Source text:
Cash and cash equivalents at 
 end of year                     $42,803,352  $38,719,443  $ 28,393,116
                                 ===========  ===========  ============

     The accompanying notes are an integral part of these statements.



                           NBC CAPITAL CORPORATION

                 NOTES TO CONSOLIDATED FINANCIAL STATEMENTS

                          DECEMBER 31, 1997 AND 1996



NOTE A - SUMMARY OF ACCOUNTING POLICIES

NBC Capital Corporation (the "Corporation"), and its subsidiaries, follow
generally accepted accounting principles, including, where applicable,
general practices within the banking industry.

 1.  Basis of Presentation

The consolidated financial statements include the accounts of the
Corporation and the following:

     National Bank of Commerce of Mississippi (NBC), a wholly-owned  
     subsidiary of the Corporation,

     NBC of Tuscaloosa, a 99.3% owned subsidiary of the Corporation,

     NBC Service Corporation, a wholly-owned subsidiary of NBC,

     Philadelphia Finance Corporation, a wholly-owned subsidiary of NBC,
     and

     Commerce National Insurance Company, a 79%-owned subsidiary of NBC
     Service Corporation.

Extracted entries:
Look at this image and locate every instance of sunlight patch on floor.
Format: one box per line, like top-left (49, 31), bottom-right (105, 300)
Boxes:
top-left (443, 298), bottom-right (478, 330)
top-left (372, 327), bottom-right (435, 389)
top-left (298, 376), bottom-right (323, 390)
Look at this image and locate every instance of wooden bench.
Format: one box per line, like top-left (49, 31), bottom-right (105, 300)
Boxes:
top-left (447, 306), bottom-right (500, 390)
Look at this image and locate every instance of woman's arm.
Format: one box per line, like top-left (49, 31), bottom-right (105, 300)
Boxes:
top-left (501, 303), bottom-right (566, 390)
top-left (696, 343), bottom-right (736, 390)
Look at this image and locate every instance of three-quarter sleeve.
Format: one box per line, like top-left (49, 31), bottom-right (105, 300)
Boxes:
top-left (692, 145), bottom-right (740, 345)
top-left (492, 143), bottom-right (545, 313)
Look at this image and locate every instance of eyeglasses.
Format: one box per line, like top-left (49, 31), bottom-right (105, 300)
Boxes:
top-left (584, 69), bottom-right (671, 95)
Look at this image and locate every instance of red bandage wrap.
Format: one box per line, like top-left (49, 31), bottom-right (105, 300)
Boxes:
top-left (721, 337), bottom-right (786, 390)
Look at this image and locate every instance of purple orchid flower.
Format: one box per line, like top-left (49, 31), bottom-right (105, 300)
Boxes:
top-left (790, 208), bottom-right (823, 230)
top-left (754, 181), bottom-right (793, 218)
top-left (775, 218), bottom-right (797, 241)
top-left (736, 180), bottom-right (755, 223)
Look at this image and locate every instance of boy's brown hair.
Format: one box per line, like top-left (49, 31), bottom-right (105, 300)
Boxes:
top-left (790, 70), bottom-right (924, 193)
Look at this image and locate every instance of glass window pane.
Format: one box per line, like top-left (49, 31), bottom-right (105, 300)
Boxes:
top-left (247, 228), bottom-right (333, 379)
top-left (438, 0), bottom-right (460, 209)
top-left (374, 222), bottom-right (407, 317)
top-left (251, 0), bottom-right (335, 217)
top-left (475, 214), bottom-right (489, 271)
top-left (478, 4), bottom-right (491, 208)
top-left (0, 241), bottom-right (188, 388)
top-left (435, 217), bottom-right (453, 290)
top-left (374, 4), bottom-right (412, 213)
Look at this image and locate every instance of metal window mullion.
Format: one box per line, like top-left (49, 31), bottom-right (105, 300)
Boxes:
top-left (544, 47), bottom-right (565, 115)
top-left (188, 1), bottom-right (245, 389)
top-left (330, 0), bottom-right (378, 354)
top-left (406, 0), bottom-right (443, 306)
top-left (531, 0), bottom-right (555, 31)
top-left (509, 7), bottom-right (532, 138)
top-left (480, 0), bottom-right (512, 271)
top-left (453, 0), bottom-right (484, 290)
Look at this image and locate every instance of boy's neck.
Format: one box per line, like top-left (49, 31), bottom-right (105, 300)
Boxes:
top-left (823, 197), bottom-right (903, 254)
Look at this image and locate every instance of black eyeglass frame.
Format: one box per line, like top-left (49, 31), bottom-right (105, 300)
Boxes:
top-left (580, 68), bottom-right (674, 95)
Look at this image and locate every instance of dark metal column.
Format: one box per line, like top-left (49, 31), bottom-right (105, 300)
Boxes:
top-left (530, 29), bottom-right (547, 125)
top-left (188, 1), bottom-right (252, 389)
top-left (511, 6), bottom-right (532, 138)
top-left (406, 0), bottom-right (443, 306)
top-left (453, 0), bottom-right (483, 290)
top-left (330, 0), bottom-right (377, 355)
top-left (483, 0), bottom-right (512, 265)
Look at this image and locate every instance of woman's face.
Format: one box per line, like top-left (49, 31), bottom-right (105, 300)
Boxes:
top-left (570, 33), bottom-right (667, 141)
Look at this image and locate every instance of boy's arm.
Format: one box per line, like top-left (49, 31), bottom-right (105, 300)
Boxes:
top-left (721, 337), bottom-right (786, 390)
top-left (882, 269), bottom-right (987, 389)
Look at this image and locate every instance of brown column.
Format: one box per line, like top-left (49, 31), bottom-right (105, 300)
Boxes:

Written problem:
In the financial statement text above, retype the part that opens with the words "NOTE A - SUMMARY" and closes with "the banking industry.".

Task result:
NOTE A - SUMMARY OF ACCOUNTING POLICIES

NBC Capital Corporation (the "Corporation"), and its subsidiaries, follow
generally accepted accounting principles, including, where applicable,
general practices within the banking industry.